But de l'exercice:
Pour chacune des trois affirmations ci-dessous, dites si elle est d'accord avec l'extrait sur la cour des aides de Paris, en répondant oui ou non et en citant mot pour mot les mots de l'extrait qui tranchent.
1. La cour des aides de Paris compte trois chambres.
2. Toutes les chambres ont le même nombre de conseillers.
3. Dans la seconde moitié du XVIIIe siècle, les cours souveraines se servent du droit de remontrances contre la Ferme générale.

Extrait de page:
━━━━━━━━
Arnaud Le Gonidec
Le nombre d’officiers royaux varie suivant
l’étendue du ressort de la juridiction. Celle des aides de
Paris compte trois chambres, chacune avec trois présidents
et respectivement dix-huit, seize et douze conseillers :
un procureur général, trois avocats généraux, quatre
substituts, deux greffiers en chef, un nombre variable de
secrétaires, greffier et huissiers. Héréditaires et
patrimoniales, ces offices assurent l’indépendance des
magistrats qui, « dépositaires et gardiens des lois »,
vérifient et enregistrent la législation fiscale et les
baux des fermiers. Dans la seconde moitié
du XVIIIe siècle, le droit de remontrances est
utilisé par les cours souveraines comme une arme
offensive dirigée contre la Ferme générale et le «
despotisme des administrateurs ».
━━━━━━━━
Matériel:
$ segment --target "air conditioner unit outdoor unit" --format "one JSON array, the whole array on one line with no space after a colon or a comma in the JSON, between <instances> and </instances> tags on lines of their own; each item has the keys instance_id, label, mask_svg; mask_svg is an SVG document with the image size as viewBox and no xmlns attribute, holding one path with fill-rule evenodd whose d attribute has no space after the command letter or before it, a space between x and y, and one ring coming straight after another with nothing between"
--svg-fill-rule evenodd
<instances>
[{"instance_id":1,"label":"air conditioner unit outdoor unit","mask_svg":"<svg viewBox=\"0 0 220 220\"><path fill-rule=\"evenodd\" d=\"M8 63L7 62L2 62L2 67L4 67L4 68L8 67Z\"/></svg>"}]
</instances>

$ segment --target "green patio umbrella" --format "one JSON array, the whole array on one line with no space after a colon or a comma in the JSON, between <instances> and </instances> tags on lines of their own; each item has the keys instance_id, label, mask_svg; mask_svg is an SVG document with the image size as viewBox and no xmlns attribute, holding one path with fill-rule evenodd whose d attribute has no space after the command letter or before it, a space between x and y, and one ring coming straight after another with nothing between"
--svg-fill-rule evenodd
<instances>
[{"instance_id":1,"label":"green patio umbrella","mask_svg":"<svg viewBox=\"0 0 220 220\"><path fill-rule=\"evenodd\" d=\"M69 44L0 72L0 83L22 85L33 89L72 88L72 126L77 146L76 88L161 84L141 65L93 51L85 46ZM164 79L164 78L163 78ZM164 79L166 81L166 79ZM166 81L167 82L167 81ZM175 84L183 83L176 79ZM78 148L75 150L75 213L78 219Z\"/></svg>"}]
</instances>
━━━━━━━━
Réponse écrite:
1. Oui : « Celle des aides de Paris compte trois chambres »
2. Non : « respectivement dix-huit, seize et douze conseillers »
3. Oui : « le droit de remontrances est utilisé par les cours souveraines comme une arme offensive dirigée contre la Ferme générale »